### TASK DETAILS
Could you write the entries out again, exactly as they appear?

(INFORMATION SHOWN begins)

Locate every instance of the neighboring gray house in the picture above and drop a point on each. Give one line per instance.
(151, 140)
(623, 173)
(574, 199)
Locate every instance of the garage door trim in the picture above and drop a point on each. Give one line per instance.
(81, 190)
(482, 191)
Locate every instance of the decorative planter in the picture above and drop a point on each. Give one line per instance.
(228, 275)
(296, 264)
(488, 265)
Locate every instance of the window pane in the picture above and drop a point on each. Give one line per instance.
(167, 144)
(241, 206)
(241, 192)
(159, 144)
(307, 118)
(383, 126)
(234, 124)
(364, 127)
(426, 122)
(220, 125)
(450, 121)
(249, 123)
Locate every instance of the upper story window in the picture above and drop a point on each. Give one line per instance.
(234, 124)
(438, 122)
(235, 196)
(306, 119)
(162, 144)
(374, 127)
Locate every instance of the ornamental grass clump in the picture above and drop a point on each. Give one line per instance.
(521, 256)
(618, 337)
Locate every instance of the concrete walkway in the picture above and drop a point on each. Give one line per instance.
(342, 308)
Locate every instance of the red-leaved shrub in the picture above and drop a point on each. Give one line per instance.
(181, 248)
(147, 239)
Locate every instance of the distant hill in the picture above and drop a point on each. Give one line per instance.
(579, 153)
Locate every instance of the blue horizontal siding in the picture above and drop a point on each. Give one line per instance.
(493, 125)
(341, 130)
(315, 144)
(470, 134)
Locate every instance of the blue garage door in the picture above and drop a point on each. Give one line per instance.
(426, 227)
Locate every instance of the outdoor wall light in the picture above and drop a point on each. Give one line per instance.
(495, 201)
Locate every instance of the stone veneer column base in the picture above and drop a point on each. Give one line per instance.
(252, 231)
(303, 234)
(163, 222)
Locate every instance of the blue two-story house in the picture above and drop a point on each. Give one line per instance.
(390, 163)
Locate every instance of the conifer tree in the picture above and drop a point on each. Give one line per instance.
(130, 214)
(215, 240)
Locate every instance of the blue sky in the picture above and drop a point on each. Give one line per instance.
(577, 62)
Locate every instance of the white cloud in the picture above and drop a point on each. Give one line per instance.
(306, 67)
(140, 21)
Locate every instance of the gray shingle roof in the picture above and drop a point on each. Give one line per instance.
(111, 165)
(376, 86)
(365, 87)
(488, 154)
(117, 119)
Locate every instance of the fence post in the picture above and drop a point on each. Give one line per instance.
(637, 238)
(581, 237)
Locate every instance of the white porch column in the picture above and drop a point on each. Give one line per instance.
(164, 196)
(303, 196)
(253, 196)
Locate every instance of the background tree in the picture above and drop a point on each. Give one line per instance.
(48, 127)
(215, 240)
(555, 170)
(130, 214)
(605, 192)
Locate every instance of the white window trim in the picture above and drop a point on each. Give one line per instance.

(INFORMATION SHOWN ends)

### SOLUTION TO THE PROBLEM
Locate every instance of the neighboring gray house in the picture above and drop a point on each. Give one line per instance.
(151, 140)
(623, 173)
(574, 199)
Locate every instance of the garage door trim in the picture above and drop a point on each. Give one line per instance.
(81, 190)
(482, 191)
Locate every instance of the decorative planter in the picture above and drop a point on each. Give one line per instance.
(228, 275)
(296, 264)
(488, 265)
Locate every instance of the window pane in the picture above and drop a point on each. Give one line per instance.
(167, 144)
(241, 206)
(241, 192)
(159, 144)
(307, 118)
(383, 126)
(234, 124)
(364, 127)
(426, 122)
(220, 125)
(450, 121)
(249, 123)
Locate every instance of the upper story window in the picture above and drop a point on each. Give one line per instance.
(234, 124)
(438, 122)
(235, 196)
(306, 119)
(162, 144)
(374, 127)
Locate every instance of the ornamental grass clump in the picture above and drop a point on each. Give one line per instance.
(521, 256)
(618, 337)
Locate every instance of the concrete walkway in the picture above and drop a point on each. Give one line per instance.
(342, 308)
Locate every instance of the red-leaved shrub in the picture above and drop a point on each. Give one line per instance.
(181, 248)
(147, 239)
Locate every instance of the distant hill in the picture above and drop a point on each. Give one line per instance.
(579, 153)
Locate every instance of the blue horizontal siding in the picture above and drop a point on each. Give one line per instance.
(493, 125)
(341, 130)
(315, 144)
(470, 134)
Locate every instance of the blue garage door in the picture above and drop a point on each. Give one line per instance.
(426, 227)
Locate every instance of the outdoor wall light in the picture above and drop a point on each. Give one line per instance.
(495, 201)
Locate every instance of the stone veneer column base in the picture above and drop a point on each. Give one line per instance.
(252, 231)
(303, 234)
(163, 222)
Locate every instance of the blue two-story house in the picture above and drop a point on each. Give one line per instance.
(390, 163)
Locate every instance of the conifer tree in the picture above and drop a point on each. Give one line per instance.
(130, 214)
(215, 240)
Locate every instance of the blue sky in the picture above and drop a point on each. Give one line per instance.
(577, 62)
Locate every instance of the white cloud in the picture above and drop a point on each. Give one line per instance.
(306, 67)
(140, 21)
Locate every instance of the gray shingle roof in the picture above and drop a point on each. Give one line per instance.
(111, 165)
(376, 86)
(365, 87)
(488, 154)
(117, 119)
Locate every instance of the fence post in the picture above and drop a point on each. Give one line per instance.
(637, 238)
(581, 237)
Locate every instance of the white porch column in the picture above and drop a point on each. Give one line per instance.
(164, 196)
(303, 196)
(253, 196)
Locate every instance of the background tree in the picture above and drop a point on each. Give one line per instance.
(48, 127)
(215, 240)
(555, 170)
(130, 214)
(605, 192)
Locate every instance of the white window trim in the picture above and drop a point on each. Give one line per instance.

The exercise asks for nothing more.